[START OF SUPPLIED TEXT]

The title of Jay Bakker’s forthcoming book is Faith, Doubt, and Other Lines I’ve Crossed. Doubt is a well-worn (if not tired) subject among religious Augustine_refuting_hereticprogressives. But it’s the reference to crossing “lines” that I find ironic, mainly because erasing lines, not reinforcing them, appears closer to the postmodernist’s intentions.

You can’t cross lines that don’t exist. So blurring them becomes tactical to someone on the wrong side of the line.

However, in an interview with The Christian Post, Bakker references many such theological “lines” and, dare I say, toes them. For instance, in Jay Bakker Talks Faith, Doubt, and Where the Church Has Went Wrong, he admits:

I am definitely questioning the atonement and trying to discover how we can see it in a different way. We’ve got this image of God who needs some sort of flesh, some sort of blood, that needs some sort of vengeance to pay for sin. My experience of a loving God who’s asked me to love my enemies – this isn’t a God that demands something before you are accepted. I think Jesus died because Jesus was inclusive. God is inclusive. I think that the idea of God somehow being separated from us was more man’s idea.” (bold mine)

[END OF SUPPLIED TEXT]
[START OF EXCERPTED DATA]

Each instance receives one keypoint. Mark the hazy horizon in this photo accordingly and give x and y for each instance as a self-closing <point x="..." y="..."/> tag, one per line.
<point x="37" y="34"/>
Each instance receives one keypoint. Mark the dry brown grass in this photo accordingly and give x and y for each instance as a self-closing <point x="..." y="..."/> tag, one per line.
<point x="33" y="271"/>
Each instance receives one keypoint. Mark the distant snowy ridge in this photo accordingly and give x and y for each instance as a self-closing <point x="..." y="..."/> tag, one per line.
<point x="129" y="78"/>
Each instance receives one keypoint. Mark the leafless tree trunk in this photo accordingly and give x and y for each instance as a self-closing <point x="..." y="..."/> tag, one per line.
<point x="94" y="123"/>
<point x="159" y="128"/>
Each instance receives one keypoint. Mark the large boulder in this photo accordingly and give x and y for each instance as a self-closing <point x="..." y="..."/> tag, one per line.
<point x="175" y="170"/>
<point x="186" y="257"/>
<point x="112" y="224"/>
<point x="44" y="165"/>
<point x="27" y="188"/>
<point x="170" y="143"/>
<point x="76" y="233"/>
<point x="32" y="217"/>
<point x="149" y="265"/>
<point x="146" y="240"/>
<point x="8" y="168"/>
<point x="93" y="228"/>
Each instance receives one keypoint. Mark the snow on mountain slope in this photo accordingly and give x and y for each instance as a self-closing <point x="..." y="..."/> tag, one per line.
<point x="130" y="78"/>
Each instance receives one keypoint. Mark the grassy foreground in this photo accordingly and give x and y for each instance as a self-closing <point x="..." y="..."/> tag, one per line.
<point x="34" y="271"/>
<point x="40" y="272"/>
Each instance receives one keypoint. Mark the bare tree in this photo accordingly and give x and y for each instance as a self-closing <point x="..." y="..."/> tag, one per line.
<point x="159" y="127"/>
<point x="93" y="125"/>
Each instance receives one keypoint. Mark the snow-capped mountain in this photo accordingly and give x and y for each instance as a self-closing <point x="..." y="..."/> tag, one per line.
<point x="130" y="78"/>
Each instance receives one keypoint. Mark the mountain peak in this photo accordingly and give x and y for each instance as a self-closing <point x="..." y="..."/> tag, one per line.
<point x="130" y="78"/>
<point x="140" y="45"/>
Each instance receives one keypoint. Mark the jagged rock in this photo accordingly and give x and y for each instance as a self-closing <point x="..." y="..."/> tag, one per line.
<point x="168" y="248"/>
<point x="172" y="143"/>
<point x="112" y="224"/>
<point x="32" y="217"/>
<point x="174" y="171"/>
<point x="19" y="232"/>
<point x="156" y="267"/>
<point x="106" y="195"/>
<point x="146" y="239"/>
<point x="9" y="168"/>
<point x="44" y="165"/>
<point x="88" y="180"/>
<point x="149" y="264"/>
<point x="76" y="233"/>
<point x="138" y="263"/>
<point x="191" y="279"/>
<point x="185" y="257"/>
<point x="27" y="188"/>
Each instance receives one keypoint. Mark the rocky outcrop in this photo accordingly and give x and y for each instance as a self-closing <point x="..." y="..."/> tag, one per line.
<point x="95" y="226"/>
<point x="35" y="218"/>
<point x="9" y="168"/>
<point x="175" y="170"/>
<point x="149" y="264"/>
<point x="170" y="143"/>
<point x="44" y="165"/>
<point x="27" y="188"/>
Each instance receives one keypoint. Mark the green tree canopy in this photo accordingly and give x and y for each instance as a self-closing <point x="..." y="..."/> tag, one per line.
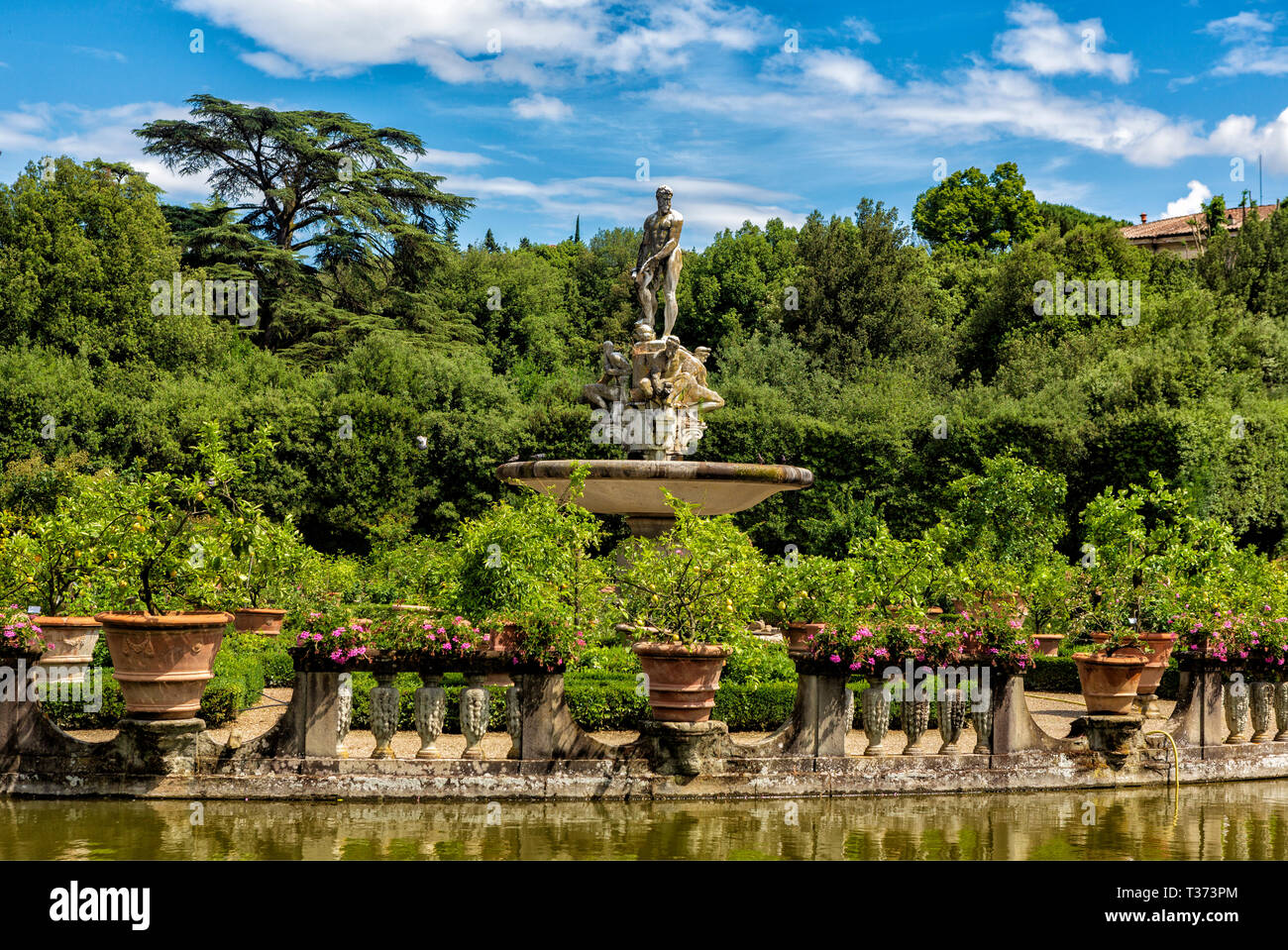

[END OF EXCERPTED DATA]

● **PROBLEM SET**
1: Answer these from the Jay Bakker commentary, one answer per line, marked the same way:
(a) What is the title of Bakker's forthcoming book?
(b) Which publication interviewed Bakker?
(c) According to Bakker, why did Jesus die?
2: In the Jay Bakker commentary, write out the passage from "The title of" up to and including "the postmodernist’s intentions.", and switch "ironic" to "odd".
3: Pick up the Jay Bakker commentary after its last sentence and keep writing.
You won't need the lines to do this.

● **TASK-BY-TASK RESULTS**
1:
(a) Faith, Doubt, and Other Lines I've Crossed
(b) The Christian Post
(c) Because Jesus was inclusive.

2:
The title of Jay Bakker’s forthcoming book is Faith, Doubt, and Other Lines I’ve Crossed. Doubt is a well-worn (if not tired) subject among religious Augustine_refuting_hereticprogressives. But it’s the reference to crossing “lines” that I find odd, mainly because erasing lines, not reinforcing them, appears closer to the postmodernist’s intentions.

3:
Bakker’s statement — “I am definitely questioning the atonement and trying to discover how we can see it in a different way” — is just a sample of his rather free-wheeling, if not reckless, regard to some essential biblical doctrines. Let me be clear: It’s the stated intention to re-imagine biblical doctrines, not the questioning of those doctrines, that can be problematic. Asking questions is part of thinking critically. There’s no biblical doctrine that we should not think critically about. It’s when we arrive at the conclusion that a certain doctrine is wrong and needs to be seen “in a different way” that we should tread lightly.

Frankly, if Bakker was “questioning” something else, I wouldn’t be writing this post and using him as an example.

“I am definitely questioning the pre-trib rapture and trying to discover how we can see it in a different way”

“I am definitely questioning infant baptism and trying to discover how we can see it in a different way”

“I am definitely questioning speaking in tongues and trying to discover how we can see it in a different way”

“I am definitely questioning whether Adam had a belly-button and trying to discover how we can see it in a different way”

Problem is, Jay Bakker is questioning something that is central to the Christian faith — the Atonement.

I’ve always loved Augustine’s maxim,

“In essentials unity, in non-essentials liberty, in all things charity.”

It’s helpful, I think, to view Bible doctrines in terms of “essentials” and “non-essentials.” Libraries have been devoted to discussing Christian doctrine. But what doctrines are “essential” — essential to salvation, essential to being a Christian? Credo House does a good job categorizing Essentials and Non-Essentials. The author isolates five beliefs that many consider…

Essential For Salvation:

  • Belief in God (there is no such thing as an atheistic Christian)
  • Belief in Christ’s deity and humanity (1 John 4:2-3; Rom. 10:9)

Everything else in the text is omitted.